(The records Opens)

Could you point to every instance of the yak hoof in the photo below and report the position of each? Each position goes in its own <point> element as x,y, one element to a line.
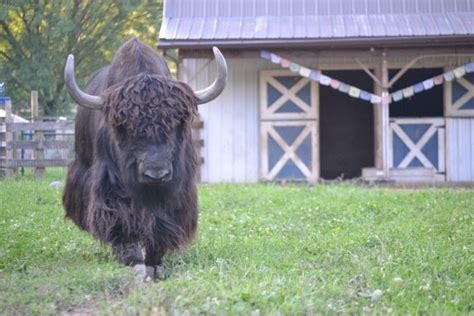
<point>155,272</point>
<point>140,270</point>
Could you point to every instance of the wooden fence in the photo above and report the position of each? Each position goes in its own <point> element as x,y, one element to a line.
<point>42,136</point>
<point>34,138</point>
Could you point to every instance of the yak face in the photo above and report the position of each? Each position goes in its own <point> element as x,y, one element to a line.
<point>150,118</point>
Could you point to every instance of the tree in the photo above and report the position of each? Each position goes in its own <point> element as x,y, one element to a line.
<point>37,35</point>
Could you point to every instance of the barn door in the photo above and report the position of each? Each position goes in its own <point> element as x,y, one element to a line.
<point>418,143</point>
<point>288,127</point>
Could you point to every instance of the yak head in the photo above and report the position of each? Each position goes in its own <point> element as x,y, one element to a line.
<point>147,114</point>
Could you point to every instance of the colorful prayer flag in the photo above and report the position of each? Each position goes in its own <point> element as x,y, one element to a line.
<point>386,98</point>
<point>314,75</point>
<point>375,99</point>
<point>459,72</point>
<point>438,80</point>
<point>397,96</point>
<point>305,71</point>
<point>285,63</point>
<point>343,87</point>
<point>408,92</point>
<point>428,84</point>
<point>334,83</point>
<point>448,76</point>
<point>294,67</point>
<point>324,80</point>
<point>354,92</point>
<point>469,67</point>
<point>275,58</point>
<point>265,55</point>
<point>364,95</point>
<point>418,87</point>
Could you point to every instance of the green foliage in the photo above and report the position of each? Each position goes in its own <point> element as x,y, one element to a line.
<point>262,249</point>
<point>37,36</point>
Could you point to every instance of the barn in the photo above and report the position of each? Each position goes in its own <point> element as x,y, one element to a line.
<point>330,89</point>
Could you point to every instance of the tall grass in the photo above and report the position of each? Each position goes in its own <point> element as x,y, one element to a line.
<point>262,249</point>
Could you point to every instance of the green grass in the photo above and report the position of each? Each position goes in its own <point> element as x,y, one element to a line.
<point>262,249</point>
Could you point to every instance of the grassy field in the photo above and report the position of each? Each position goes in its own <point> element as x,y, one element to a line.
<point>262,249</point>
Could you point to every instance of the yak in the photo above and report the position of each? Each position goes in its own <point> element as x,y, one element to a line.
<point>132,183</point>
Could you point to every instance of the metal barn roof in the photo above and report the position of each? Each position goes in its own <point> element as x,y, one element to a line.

(The records Closes)
(The records Opens)

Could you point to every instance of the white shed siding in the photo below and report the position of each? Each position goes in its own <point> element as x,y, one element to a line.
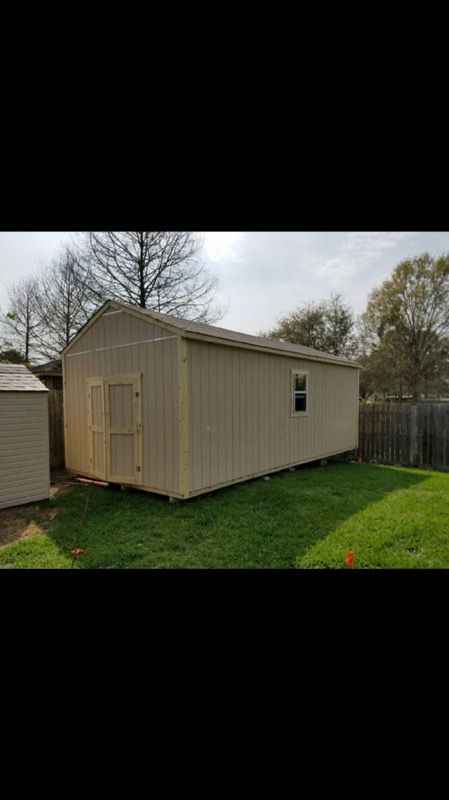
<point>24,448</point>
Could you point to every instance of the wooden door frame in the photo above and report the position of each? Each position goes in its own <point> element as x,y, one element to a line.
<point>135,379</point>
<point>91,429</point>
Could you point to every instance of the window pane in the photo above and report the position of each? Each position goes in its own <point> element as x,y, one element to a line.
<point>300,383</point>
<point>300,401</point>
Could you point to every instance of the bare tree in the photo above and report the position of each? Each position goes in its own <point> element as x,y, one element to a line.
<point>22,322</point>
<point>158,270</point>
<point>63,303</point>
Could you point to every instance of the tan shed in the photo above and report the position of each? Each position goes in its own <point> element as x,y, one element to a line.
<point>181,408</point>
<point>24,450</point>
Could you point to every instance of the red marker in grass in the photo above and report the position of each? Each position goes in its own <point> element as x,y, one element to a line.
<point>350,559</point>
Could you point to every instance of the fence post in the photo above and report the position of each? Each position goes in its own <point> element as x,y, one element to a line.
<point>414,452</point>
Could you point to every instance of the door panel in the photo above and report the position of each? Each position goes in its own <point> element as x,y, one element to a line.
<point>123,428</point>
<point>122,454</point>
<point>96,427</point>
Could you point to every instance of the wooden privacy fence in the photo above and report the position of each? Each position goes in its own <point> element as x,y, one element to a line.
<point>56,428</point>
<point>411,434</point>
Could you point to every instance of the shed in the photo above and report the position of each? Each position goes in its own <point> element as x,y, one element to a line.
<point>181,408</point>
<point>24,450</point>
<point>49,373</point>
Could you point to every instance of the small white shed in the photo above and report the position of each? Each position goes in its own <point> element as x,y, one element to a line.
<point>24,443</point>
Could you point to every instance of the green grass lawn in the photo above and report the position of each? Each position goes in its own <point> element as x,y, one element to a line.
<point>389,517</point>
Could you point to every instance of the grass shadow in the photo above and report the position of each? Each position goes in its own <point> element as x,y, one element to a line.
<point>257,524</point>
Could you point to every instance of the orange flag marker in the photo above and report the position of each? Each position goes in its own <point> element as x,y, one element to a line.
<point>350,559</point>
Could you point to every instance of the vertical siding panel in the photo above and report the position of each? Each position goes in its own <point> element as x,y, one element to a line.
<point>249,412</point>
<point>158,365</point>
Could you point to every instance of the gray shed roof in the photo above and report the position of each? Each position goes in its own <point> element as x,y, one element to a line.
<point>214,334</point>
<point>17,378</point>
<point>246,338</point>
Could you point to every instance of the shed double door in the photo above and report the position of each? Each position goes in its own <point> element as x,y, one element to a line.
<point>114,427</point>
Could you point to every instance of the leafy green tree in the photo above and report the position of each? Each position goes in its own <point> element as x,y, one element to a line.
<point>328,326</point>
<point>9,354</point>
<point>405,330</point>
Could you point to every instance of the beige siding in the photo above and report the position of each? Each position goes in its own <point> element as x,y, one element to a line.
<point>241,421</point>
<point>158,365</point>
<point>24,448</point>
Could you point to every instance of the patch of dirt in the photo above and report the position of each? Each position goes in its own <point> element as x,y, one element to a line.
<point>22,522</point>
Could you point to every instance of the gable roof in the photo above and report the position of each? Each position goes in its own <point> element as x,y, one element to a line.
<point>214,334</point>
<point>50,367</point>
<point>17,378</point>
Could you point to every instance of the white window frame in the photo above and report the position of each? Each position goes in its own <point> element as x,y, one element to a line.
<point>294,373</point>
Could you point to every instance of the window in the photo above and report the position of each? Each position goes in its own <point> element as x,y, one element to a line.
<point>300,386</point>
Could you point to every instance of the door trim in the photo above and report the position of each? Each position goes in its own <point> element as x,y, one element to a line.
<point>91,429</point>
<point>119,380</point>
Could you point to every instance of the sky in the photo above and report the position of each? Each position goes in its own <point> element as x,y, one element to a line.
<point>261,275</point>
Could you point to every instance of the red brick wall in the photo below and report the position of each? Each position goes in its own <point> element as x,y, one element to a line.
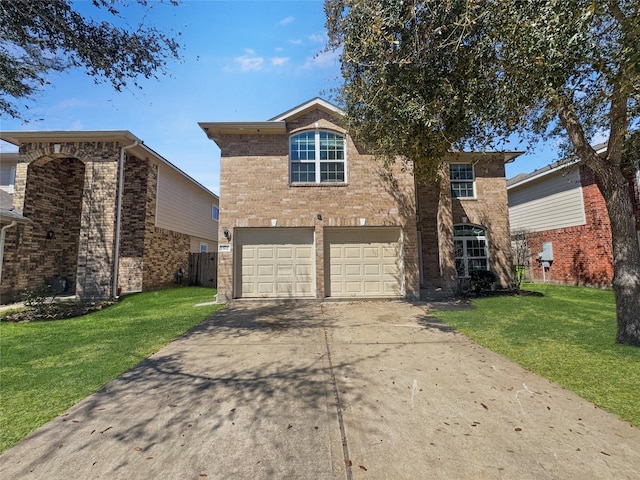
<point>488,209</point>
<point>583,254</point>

(The records Closes)

In the data above, which lines lie between the line with "Could you point to every instance of the tall" and the line with "Could you point to every instance of the metal", inclusive? Print those lines exactly and nothing else.

Could you point to every instance of the tall grass in the photo above and report the position of each? Each position goes in its own <point> element as x,y, one element to a line.
<point>262,249</point>
Could you point to every instance of the green grass in the photo above and report the position of each? Each position goes in its own <point> element as x,y, one element to a line.
<point>262,249</point>
Could you point to every instance of the grassy field in the photo above and report the position of each? Each position goes in its own <point> element as x,y, one element to a line.
<point>262,249</point>
Could you point to every instance of the yak in the photo above and report the position of each? Each position goes in its own <point> element as x,y, one element to a line.
<point>132,183</point>
Could you point to every instance of the metal barn roof in the photo above and report the position of each? Each position goes in its own <point> element as x,y, one element to a line.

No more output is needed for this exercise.